::: DATA ENTRIES

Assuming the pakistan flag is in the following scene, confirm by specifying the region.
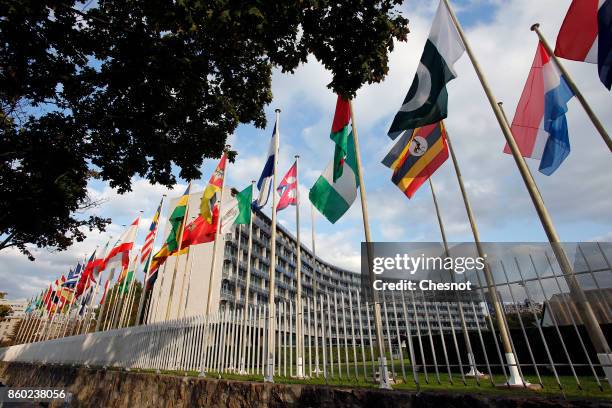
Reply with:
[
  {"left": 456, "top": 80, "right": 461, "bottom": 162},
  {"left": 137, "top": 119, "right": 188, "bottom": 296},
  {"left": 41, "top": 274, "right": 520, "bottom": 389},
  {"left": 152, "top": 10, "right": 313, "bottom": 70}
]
[{"left": 388, "top": 1, "right": 465, "bottom": 139}]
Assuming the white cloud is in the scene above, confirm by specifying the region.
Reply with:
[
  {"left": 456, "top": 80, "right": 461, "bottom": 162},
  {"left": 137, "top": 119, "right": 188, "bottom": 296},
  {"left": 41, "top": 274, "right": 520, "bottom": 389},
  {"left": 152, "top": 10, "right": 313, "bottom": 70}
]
[{"left": 0, "top": 0, "right": 612, "bottom": 297}]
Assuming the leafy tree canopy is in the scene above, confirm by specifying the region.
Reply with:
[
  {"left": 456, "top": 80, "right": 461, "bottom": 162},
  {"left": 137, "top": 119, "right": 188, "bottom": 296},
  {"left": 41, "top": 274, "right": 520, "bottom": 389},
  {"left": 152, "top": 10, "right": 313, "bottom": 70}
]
[{"left": 0, "top": 0, "right": 408, "bottom": 256}]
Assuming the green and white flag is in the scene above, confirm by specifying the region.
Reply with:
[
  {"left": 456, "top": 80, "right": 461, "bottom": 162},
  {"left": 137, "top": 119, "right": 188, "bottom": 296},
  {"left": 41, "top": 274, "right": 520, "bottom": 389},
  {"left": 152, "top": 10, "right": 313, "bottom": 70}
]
[
  {"left": 388, "top": 1, "right": 465, "bottom": 139},
  {"left": 308, "top": 97, "right": 359, "bottom": 224},
  {"left": 221, "top": 184, "right": 253, "bottom": 234}
]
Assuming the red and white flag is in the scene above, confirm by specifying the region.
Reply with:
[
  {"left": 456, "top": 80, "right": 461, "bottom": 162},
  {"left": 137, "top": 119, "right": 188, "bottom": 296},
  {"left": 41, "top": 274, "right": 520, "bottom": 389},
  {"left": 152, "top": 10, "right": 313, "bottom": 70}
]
[
  {"left": 103, "top": 217, "right": 140, "bottom": 269},
  {"left": 555, "top": 0, "right": 612, "bottom": 89},
  {"left": 276, "top": 162, "right": 297, "bottom": 211}
]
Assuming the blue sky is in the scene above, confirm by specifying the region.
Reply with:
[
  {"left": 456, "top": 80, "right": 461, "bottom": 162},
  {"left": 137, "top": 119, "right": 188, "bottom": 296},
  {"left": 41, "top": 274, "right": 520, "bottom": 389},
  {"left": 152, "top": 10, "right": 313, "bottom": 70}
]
[{"left": 0, "top": 0, "right": 612, "bottom": 298}]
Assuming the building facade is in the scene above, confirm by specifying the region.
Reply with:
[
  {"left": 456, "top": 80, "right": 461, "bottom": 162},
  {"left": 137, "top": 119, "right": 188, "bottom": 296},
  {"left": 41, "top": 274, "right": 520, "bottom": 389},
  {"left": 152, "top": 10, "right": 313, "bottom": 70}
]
[{"left": 148, "top": 189, "right": 488, "bottom": 333}]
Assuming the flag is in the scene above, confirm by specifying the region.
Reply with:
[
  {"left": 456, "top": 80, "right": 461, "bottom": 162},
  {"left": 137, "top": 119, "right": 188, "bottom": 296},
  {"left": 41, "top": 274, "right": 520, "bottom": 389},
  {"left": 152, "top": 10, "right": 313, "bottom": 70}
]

::::::

# WHAT THE TASK REQUIRES:
Every line of the data should be copied as it stands, without the images.

# THE RESPONSE:
Assuming the pakistan flag is in the following scene, confirm by specifying the region.
Reply with:
[
  {"left": 456, "top": 80, "right": 461, "bottom": 162},
  {"left": 137, "top": 119, "right": 188, "bottom": 296},
  {"left": 41, "top": 274, "right": 520, "bottom": 389},
  {"left": 152, "top": 10, "right": 313, "bottom": 70}
]
[{"left": 388, "top": 1, "right": 465, "bottom": 139}]
Assuming the white cloud is in the scene above, confirm by specifying the region.
Reply with:
[
  {"left": 456, "top": 80, "right": 461, "bottom": 162},
  {"left": 137, "top": 119, "right": 188, "bottom": 296},
  {"left": 41, "top": 274, "right": 520, "bottom": 389},
  {"left": 152, "top": 10, "right": 313, "bottom": 70}
]
[{"left": 0, "top": 0, "right": 612, "bottom": 297}]
Assuming the leafy tree canopy is in the scene above, confirm by specifying the region.
Reply with:
[
  {"left": 456, "top": 80, "right": 461, "bottom": 162},
  {"left": 137, "top": 119, "right": 188, "bottom": 296},
  {"left": 41, "top": 274, "right": 520, "bottom": 389},
  {"left": 152, "top": 10, "right": 313, "bottom": 70}
]
[{"left": 0, "top": 0, "right": 408, "bottom": 256}]
Assuming the green and white flag is in the scene above, confirm by specifying the region.
Reply with:
[
  {"left": 456, "top": 80, "right": 461, "bottom": 162},
  {"left": 137, "top": 119, "right": 188, "bottom": 296},
  {"left": 41, "top": 274, "right": 520, "bottom": 389},
  {"left": 152, "top": 10, "right": 313, "bottom": 70}
]
[
  {"left": 388, "top": 1, "right": 465, "bottom": 139},
  {"left": 308, "top": 97, "right": 359, "bottom": 224},
  {"left": 221, "top": 184, "right": 253, "bottom": 234}
]
Assuming the red and white flag is in the scene above, confirm by specifying the region.
Reply with:
[
  {"left": 456, "top": 80, "right": 461, "bottom": 162},
  {"left": 137, "top": 119, "right": 188, "bottom": 296},
  {"left": 41, "top": 274, "right": 520, "bottom": 389},
  {"left": 152, "top": 10, "right": 313, "bottom": 70}
]
[
  {"left": 103, "top": 217, "right": 140, "bottom": 269},
  {"left": 555, "top": 0, "right": 612, "bottom": 89},
  {"left": 276, "top": 162, "right": 297, "bottom": 211}
]
Assuming the blue sky is in the scene above, confirm by specifying the region.
Reply with:
[
  {"left": 456, "top": 80, "right": 461, "bottom": 162},
  {"left": 137, "top": 119, "right": 188, "bottom": 296},
  {"left": 41, "top": 274, "right": 520, "bottom": 389},
  {"left": 152, "top": 10, "right": 313, "bottom": 70}
]
[{"left": 0, "top": 0, "right": 612, "bottom": 298}]
Assuming the building facade is in the scene above, confirm by specifying the region.
Reply with:
[
  {"left": 456, "top": 80, "right": 461, "bottom": 162},
  {"left": 137, "top": 119, "right": 188, "bottom": 296},
  {"left": 41, "top": 274, "right": 520, "bottom": 389},
  {"left": 152, "top": 10, "right": 313, "bottom": 70}
]
[{"left": 148, "top": 189, "right": 488, "bottom": 333}]
Assuming the flag is in the scene above, confirm by specifying the region.
Reply with:
[
  {"left": 456, "top": 80, "right": 461, "bottom": 162},
  {"left": 137, "top": 119, "right": 188, "bottom": 296},
  {"left": 41, "top": 274, "right": 520, "bottom": 389},
  {"left": 152, "top": 10, "right": 313, "bottom": 70}
]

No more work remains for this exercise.